** Begin DATA FOR THIS EXERCISE **

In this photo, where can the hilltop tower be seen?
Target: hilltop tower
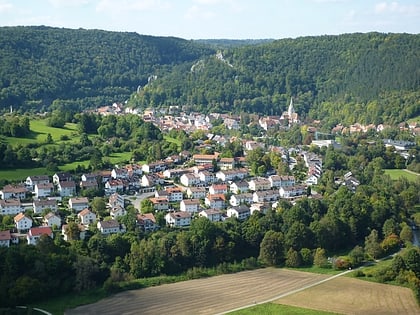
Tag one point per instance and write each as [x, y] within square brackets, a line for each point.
[291, 110]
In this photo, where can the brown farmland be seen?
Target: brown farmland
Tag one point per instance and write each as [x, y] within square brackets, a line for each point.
[223, 293]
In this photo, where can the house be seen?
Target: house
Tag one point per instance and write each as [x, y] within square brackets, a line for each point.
[78, 203]
[10, 206]
[216, 201]
[259, 183]
[160, 203]
[119, 173]
[62, 177]
[146, 222]
[226, 163]
[236, 200]
[31, 181]
[52, 219]
[86, 217]
[154, 167]
[232, 175]
[22, 222]
[265, 196]
[206, 177]
[41, 204]
[5, 238]
[114, 185]
[67, 188]
[81, 234]
[239, 187]
[174, 172]
[200, 159]
[43, 190]
[116, 212]
[89, 184]
[218, 189]
[174, 194]
[178, 219]
[240, 212]
[35, 233]
[196, 192]
[116, 200]
[111, 227]
[189, 205]
[190, 180]
[13, 192]
[149, 180]
[278, 181]
[261, 207]
[213, 215]
[292, 192]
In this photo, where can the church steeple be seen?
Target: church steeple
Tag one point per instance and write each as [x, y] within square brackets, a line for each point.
[290, 110]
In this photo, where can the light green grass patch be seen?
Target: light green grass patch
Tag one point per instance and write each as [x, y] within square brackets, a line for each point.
[274, 309]
[22, 173]
[397, 174]
[40, 130]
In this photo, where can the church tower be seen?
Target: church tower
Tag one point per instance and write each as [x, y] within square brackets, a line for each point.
[290, 110]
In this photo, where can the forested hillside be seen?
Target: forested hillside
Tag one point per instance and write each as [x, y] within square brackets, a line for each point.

** End DATA FOR THIS EXERCISE **

# TASK TO COMPLETE
Please edit everything from the line containing "In this photo, where can the forested" down to the end of the entries, putting "slope" in place of "hillside" and leaving all else unchanged.

# RESULT OF THE TASK
In this photo, where can the forested slope be seen?
Target: forested slope
Tag one point per instance and write each as [x, y] within square brackets, a line for each point.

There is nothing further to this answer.